◆ **Text shown**:

---

In 2016 and again in 2024, Donald Trump ran against two supremely qualified presidential candidates, who both lost. Both had decades of service to government and high-ranking jobs within Democratic administrations. Both were women.
Hillary Clinton and Kamala Harris' losses have prompted a thousand think pieces on whether or not the United States is ready to elect a female president. The old adage, dating back to the Cold War, is that women are too emotional to be trusted with the nuclear button.
But the men in the current White House might be the most emotional leadership group the US has ever had. And while their outbursts often seem spontaneous and even silly, we should take them seriously.
War and fury
Trump chronicler Michael Wolff shared his belief this week that "nothing" Trump says is ever "related to meaning" but it's "all related to what he is feeling" - which, he says, informs Trump's behaviour around the Iran war. The Daily Beast, which reported Wolff's comments, approached the White House for comment.
Communications director Steven Cheung responded by calling Wolff "a lying sack of s-t" who has "been proven to be a fraud". (Wolff has been criticised for his casual approach to fact-checking, including in his Trump biography.) Cheung continued:
He routinely fabricates stories originating from his sick and warped imagination, only possible because he has a severe and debilitating case of Trump Derangement Syndrome that has rotted his peanut-sized brain.

---

◆ **Exercises**:
a) In the article on emotion in the White House, who responded when the Daily Beast approached the White House about Michael Wolff's comments?
b) Pick up the article on emotion in the White House after its final sentence and keep writing.

---

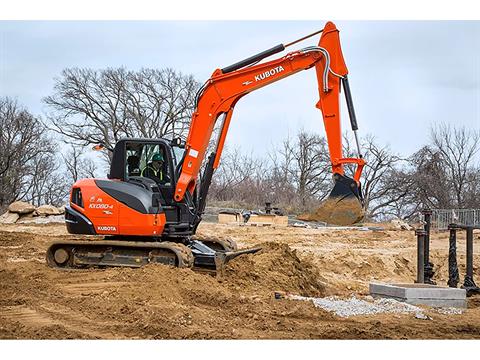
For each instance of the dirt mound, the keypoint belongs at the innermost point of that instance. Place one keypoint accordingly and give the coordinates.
(276, 267)
(339, 212)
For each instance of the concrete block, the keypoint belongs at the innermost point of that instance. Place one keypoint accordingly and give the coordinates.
(230, 218)
(269, 219)
(421, 294)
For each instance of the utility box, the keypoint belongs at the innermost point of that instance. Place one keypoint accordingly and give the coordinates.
(230, 218)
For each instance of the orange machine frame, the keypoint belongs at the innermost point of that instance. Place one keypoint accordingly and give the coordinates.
(222, 91)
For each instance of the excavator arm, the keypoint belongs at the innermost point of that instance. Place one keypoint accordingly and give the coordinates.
(218, 96)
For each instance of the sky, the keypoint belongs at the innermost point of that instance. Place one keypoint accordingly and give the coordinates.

---

◆ **Responses to the tasks**:
a) Communications director Steven Cheung

b)
This in itself is unusually emotional (and colloquial) language for an official White House communication, but is not surprising in the era of Trump 2.0.
From "I HATE TAYLOR SWIFT!" to the president's many legal suits against those who have wronged him and his apparent need for his name to be on buildings - including the former Kennedy Center for the Performing Arts - big feelings are on full display in the era of Donald Trump.
Those big feelings are also reflected in the Trump administration's policies. What is ICE but an agency dedicated to the irrational fear of foreigners? Greed, envy, anger, lust, fear: they are all on constant display in Trump's White House. They come from his chief of staff Stephen Miller, former DOGE head Elon Musk, Hegseth and Vice President JD Vance.
Even the name for the current war on Iran, Operation Epic Fury, is emotional. Compare it to the names of the initial wars on Afghanistan (Operation Enduring Freedom) and Iraq (Operation Iraqi Freedom).
This comes after Trump renamed the Department of Defense to the Department of War last year, to make it sound more aggressive. "Maximum lethality, not tepid legality," Hegseth said of the change, which is reflected in his language about Iran this week:
Death and destruction from the sky all day long […] This was never meant to be a fair fight, and it is not a fair fight. We are punching them while they're down, which is exactly how it should be.
Fear, anger and MAGA
Sociology professor Thomas Henricks explains how fear, a negative emotion "that feels bad to possess", is often converted to anger, "an emotion that restores agency, direction, and self-esteem".
Sociologist Arlie Russell Hochschild has long focused her research on feelings. She was studying MAGA supporters before they had a name. For her latest book, she looked at how shame and pride motivated this cohort in Kentucky. Many of those she spoke to "saw Trump as a bully - but a bully who stood up for them, against what they perceived as urban liberal elites".
Giving loyalty to a dynamic leader, writes Henricks, can seem "the surest route to regaining" personal power that feels like it is "slipping away".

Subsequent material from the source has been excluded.